Your task: Restate all the data word for word, leaving nothing out.

Given data:
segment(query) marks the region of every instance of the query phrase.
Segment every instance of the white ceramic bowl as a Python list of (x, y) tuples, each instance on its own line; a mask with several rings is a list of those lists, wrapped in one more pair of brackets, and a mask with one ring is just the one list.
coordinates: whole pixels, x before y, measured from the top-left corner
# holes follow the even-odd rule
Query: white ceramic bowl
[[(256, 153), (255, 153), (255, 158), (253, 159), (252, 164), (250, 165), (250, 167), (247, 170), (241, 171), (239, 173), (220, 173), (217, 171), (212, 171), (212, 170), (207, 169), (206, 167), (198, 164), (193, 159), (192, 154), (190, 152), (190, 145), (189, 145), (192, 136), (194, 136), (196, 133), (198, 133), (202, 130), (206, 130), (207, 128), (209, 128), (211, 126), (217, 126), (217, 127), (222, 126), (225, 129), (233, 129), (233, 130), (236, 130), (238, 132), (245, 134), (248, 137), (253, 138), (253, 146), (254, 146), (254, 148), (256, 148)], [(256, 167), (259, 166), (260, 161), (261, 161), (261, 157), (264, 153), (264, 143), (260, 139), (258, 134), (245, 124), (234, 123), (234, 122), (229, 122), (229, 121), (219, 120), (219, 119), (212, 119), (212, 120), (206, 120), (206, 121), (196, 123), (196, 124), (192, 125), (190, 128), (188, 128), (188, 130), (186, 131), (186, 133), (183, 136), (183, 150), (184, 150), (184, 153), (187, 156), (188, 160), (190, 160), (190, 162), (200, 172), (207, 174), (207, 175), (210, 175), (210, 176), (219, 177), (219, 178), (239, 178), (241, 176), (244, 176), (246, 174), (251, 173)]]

Task result:
segment(query) marks the region of every instance of the query phrase.
Segment every instance of the white ceramic bowl as a Python list of (x, y) tuples, each instance on its own line; a mask with several rings is a list of those lists, wrapped in one more pair of brackets, and a mask with one ring is just the one list.
coordinates: whole pixels, x before y, measured from the top-left corner
# holes follow the even-odd rule
Query: white ceramic bowl
[[(256, 153), (255, 153), (255, 158), (253, 159), (252, 164), (250, 165), (250, 167), (247, 170), (241, 171), (239, 173), (220, 173), (217, 171), (212, 171), (212, 170), (207, 169), (206, 167), (198, 164), (193, 159), (192, 154), (190, 152), (190, 145), (189, 145), (192, 136), (194, 136), (196, 133), (198, 133), (202, 130), (206, 130), (207, 128), (209, 128), (211, 126), (217, 126), (217, 127), (222, 126), (225, 129), (233, 129), (233, 130), (236, 130), (238, 132), (245, 134), (248, 137), (253, 138), (253, 146), (254, 146), (254, 148), (256, 148)], [(256, 167), (259, 166), (260, 161), (261, 161), (261, 157), (264, 153), (264, 143), (260, 139), (258, 134), (245, 124), (234, 123), (234, 122), (229, 122), (229, 121), (219, 120), (219, 119), (212, 119), (212, 120), (206, 120), (206, 121), (196, 123), (196, 124), (192, 125), (190, 128), (188, 128), (188, 130), (186, 131), (186, 133), (183, 136), (183, 150), (184, 150), (184, 153), (187, 156), (188, 160), (190, 160), (190, 162), (200, 172), (207, 174), (207, 175), (210, 175), (210, 176), (219, 177), (219, 178), (239, 178), (241, 176), (244, 176), (246, 174), (251, 173)]]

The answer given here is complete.